*Anforderungen der Aufgaben*:
A - Übersetze diesen Satz aus dem vorgegebenen Text ins Englische: „Der Streit um diese Falschmeldung war das Einzige, das aus dem umstrittenen Dialog von SPD-Chef Gabriel und den Pegida-Leuten an die Öffentlichkeit drang.“
B - Gib den Abschnitt des vorgegebenen Texts wortgetreu wieder, der zwischen „Der Streit um“ und „Leben in Deutschland handelt.“ liegt, beide Stellen eingeschlossen.
C - Welche zwei Werke möchte man laut dem vorgegebenen Text den genannten Intellektuellen empfehlen?

*Vorgegebener Text*:
+++++

Der doktrinäre Konservative redet wie Bolz oder wie Gauland, für die "Kultur", "Identität", "Deutschland" zu kriegerischen Begriffen werden, die von konkreten Umständen absehen. Bemerkenswerterweise sind sich die abstrakten, identitären Konservativen in ihrem kulturkämpferischen Impetus einig mit laizistischen Liberalen wie Monika Maron und Henryk M. Broder, die schon unruhig werden, wenn sie das Gerücht hören, dass in Kreuzberg Weihnachtsmärkte zu "Wintermärkten" umbenannt würden, angeblich aus Rücksicht auf die Muslime.

Der Streit um diese Falschmeldung war das Einzige, das aus dem umstrittenen Dialog von SPD-Chef Gabriel und den Pegida-Leuten an die Öffentlichkeit drang. Der SPD-Vorsitzende wettete ein Bier darauf, dass es nicht stimme: "Ich trinke ein großes Bier, da seien Sie sicher."

Abendländer und ungläubige Altliberale sind sich darin einig, dass die Anwesenheit von Muslimen nur akzeptabel ist, wenn sie kein Jota in Deutschland verändert, und sei es ein Brauchtums-Jota wie Kreuzberger Weihnachtsmärkte. Man möchte diesen Intellektuellen Robert Gernhardts wundervollen Essay über die "Taverne Wachtelstubb" empfehlen, der in den Achtzigerjahren die Kulturgeschichte der mittelmeerisch-deutschen Symbiose ins Bild brachte, oder Martin Mosebachs Roman "Die Türkin" aus dem Jahr 1999, der auch vom muslimischen Leben in Deutschland handelt.

+++++

*Angezeigte Zeilen*:
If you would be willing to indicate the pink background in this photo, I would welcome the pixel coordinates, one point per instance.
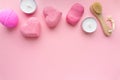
(64, 53)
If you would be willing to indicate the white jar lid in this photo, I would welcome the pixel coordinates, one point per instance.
(89, 25)
(28, 6)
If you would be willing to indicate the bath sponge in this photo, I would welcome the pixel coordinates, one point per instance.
(8, 18)
(52, 16)
(75, 14)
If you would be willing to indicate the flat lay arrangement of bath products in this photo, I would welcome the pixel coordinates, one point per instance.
(32, 27)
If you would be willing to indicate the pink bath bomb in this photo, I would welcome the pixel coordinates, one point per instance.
(31, 28)
(8, 18)
(75, 14)
(52, 16)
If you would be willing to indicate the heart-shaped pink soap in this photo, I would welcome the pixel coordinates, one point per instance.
(31, 28)
(75, 14)
(52, 16)
(8, 18)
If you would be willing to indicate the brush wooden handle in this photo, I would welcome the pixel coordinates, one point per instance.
(106, 29)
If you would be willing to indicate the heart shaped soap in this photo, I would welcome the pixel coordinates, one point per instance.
(74, 14)
(52, 16)
(31, 28)
(8, 18)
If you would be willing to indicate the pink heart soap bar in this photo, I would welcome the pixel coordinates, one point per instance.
(8, 18)
(52, 16)
(31, 28)
(75, 14)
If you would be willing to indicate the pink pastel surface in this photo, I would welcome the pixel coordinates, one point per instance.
(65, 53)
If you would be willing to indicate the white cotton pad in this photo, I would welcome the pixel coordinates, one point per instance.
(28, 6)
(89, 25)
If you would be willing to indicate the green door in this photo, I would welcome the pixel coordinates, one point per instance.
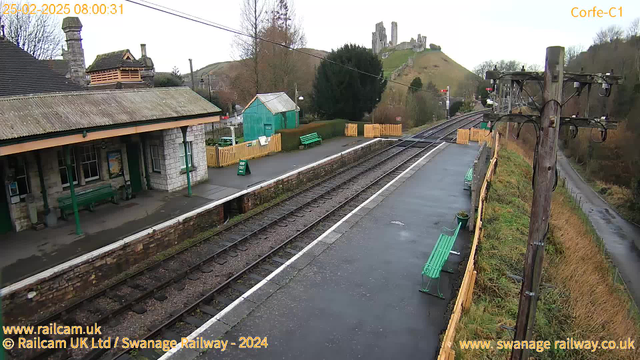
(268, 130)
(133, 158)
(5, 216)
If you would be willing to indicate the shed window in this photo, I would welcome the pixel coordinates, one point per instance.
(183, 165)
(21, 178)
(89, 162)
(155, 157)
(64, 179)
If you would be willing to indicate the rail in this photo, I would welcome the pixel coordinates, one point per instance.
(128, 304)
(211, 295)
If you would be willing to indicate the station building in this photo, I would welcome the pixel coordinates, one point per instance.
(129, 139)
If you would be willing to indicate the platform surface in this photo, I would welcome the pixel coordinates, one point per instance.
(29, 252)
(359, 298)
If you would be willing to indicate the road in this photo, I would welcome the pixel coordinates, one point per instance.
(621, 238)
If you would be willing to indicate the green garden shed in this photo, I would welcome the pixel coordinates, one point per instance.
(267, 113)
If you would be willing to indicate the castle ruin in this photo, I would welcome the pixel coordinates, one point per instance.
(379, 40)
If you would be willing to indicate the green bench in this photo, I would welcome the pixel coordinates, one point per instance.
(87, 198)
(437, 259)
(468, 178)
(310, 139)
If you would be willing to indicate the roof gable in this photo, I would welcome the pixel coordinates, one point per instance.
(41, 114)
(275, 102)
(22, 74)
(114, 60)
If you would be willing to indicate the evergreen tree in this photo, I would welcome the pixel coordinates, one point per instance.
(339, 92)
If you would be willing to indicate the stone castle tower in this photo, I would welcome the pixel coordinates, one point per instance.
(74, 54)
(394, 33)
(379, 38)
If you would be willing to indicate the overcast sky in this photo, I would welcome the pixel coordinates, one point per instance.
(468, 31)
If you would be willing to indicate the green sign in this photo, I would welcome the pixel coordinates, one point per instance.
(243, 168)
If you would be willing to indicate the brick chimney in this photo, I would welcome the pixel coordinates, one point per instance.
(74, 54)
(148, 72)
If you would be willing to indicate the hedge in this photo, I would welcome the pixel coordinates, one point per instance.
(326, 130)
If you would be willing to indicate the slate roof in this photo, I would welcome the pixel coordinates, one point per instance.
(21, 73)
(59, 66)
(39, 114)
(275, 102)
(113, 60)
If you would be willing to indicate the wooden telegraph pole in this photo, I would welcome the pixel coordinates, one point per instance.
(543, 184)
(547, 125)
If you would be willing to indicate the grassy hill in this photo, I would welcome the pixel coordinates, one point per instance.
(429, 65)
(222, 74)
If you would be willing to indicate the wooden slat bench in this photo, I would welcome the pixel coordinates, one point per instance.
(468, 179)
(310, 139)
(87, 198)
(437, 259)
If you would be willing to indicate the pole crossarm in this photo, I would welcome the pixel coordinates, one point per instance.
(564, 120)
(584, 78)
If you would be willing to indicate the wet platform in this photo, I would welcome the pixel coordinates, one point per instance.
(353, 293)
(29, 252)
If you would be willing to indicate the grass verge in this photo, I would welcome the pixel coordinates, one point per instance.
(579, 299)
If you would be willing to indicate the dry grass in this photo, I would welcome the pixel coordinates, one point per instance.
(584, 302)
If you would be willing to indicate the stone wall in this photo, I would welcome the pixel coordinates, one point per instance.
(174, 166)
(84, 278)
(298, 180)
(53, 182)
(89, 275)
(480, 167)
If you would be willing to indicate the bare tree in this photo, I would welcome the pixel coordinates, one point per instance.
(610, 34)
(634, 28)
(534, 67)
(483, 67)
(281, 70)
(571, 53)
(252, 20)
(38, 34)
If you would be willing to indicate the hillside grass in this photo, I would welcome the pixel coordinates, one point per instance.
(581, 299)
(434, 66)
(395, 60)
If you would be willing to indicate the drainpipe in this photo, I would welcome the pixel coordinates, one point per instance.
(186, 158)
(74, 202)
(147, 176)
(43, 188)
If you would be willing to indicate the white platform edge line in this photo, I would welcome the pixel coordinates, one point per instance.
(95, 253)
(244, 296)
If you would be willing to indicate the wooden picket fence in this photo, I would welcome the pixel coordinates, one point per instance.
(372, 130)
(391, 129)
(465, 294)
(351, 130)
(377, 130)
(224, 156)
(463, 136)
(479, 135)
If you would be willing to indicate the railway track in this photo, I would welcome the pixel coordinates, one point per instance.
(173, 297)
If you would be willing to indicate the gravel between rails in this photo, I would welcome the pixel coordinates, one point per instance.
(91, 311)
(136, 325)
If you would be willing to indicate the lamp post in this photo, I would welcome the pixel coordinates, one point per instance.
(301, 98)
(208, 83)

+++++

*Vollständige Antworten*:
A - The dispute over this false report was the only thing from the controversial dialogue between SPD leader Gabriel and the Pegida people that reached the public.

B -
Der Streit um diese Falschmeldung war das Einzige, das aus dem umstrittenen Dialog von SPD-Chef Gabriel und den Pegida-Leuten an die Öffentlichkeit drang. Der SPD-Vorsitzende wettete ein Bier darauf, dass es nicht stimme: "Ich trinke ein großes Bier, da seien Sie sicher."

Abendländer und ungläubige Altliberale sind sich darin einig, dass die Anwesenheit von Muslimen nur akzeptabel ist, wenn sie kein Jota in Deutschland verändert, und sei es ein Brauchtums-Jota wie Kreuzberger Weihnachtsmärkte. Man möchte diesen Intellektuellen Robert Gernhardts wundervollen Essay über die "Taverne Wachtelstubb" empfehlen, der in den Achtzigerjahren die Kulturgeschichte der mittelmeerisch-deutschen Symbiose ins Bild brachte, oder Martin Mosebachs Roman "Die Türkin" aus dem Jahr 1999, der auch vom muslimischen Leben in Deutschland handelt.

C - Robert Gernhardts Essay über die „Taverne Wachtelstubb“ und Martin Mosebachs Roman „Die Türkin“ aus dem Jahr 1999.